**STATED GOAL A**
In the post on learning curves, by roughly what percentage did aircraft cost fall each time cumulative production doubled during World War II?
**STATED GOAL B**
Rewrite the part of the learning-curves post that opens with the words containing "It’s good to" and closes with "economics of improvement.", changing "informative" to "thorough".
**STATED GOAL C**
Shorten the paragraph of the learning-curves post that begins "The title mentions both Learning and Experience Curves," keeping its main facts.

Apr 24 2014
Learning and Experience Curves in Manufacturing | Quarterman Lee
See on Scoop.it – lean manufacturing
“Learning Curves have traditionally been used for cost estimating and training purposes. However, they have a much wider applications, including Manufacturing and Marketing strategy. They underly the concept of Continuous Improvement. Like compound interest, they generate large benefits from seemingly small, incremental change.
The learning curve came into prominence during World War II when Army Air Force scientists noticed that the cost for a given aircraft model declined with increased production in accordance with a fairly predictable formula. Each time the cumulative production doubled, cost declined by a fixed percentage. In the aircraft industry, at that time, this reduction was about 20%. Learning curves underpin the concept of Continuous Improvement.”
It’s good to see a well-documented, informative article by Quarterman Lee on a topic that is often ignored in the Lean literature but that I think if fundamental to the economics of improvement.
The title mentions both Learning and Experience Curves, but the body of the article is only about Learning Curves. The difference between the two is that Learning Curves are only about labor, and were developed first, in World War II, as Quarterman points out. The Experience Curve is a generalization due to Bruce Henderson of the Boston Consulting Group in the 1960s, which applies the logic not just to labor but to all costs.

Spatial annotation records:
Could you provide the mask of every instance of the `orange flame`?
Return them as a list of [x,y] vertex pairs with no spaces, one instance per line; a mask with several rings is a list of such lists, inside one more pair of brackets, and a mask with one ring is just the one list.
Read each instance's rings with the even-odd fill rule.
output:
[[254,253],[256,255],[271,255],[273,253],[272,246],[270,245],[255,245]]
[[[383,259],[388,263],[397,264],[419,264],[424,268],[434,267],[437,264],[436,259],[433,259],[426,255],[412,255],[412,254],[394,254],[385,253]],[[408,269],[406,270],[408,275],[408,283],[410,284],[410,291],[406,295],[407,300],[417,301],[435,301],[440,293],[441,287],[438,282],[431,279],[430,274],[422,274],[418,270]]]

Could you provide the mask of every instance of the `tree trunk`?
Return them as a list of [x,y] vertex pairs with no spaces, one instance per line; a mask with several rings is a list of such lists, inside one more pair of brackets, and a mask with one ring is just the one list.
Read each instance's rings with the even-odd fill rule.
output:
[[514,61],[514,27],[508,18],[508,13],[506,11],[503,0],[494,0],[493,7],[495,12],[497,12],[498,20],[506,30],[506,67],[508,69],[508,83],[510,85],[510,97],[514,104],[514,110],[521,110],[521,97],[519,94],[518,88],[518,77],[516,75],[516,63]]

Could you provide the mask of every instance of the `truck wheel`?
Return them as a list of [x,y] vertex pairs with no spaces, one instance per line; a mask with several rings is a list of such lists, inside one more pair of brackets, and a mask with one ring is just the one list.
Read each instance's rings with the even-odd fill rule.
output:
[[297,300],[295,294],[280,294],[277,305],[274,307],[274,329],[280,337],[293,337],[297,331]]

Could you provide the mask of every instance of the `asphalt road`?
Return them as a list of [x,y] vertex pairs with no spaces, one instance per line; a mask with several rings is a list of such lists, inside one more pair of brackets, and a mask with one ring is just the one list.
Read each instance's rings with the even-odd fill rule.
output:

**TASK ANSWER A**
About 20%.

**TASK ANSWER B**
It’s good to see a well-documented, thorough article by Quarterman Lee on a topic that is often ignored in the Lean literature but that I think if fundamental to the economics of improvement.

**TASK ANSWER C**
The article's title names both Learning and Experience Curves, but its body covers only Learning Curves. Learning Curves concern labor alone and came first, in World War II. The Experience Curve, a generalization by Bruce Henderson of the Boston Consulting Group in the 1960s, extends the same logic to all costs.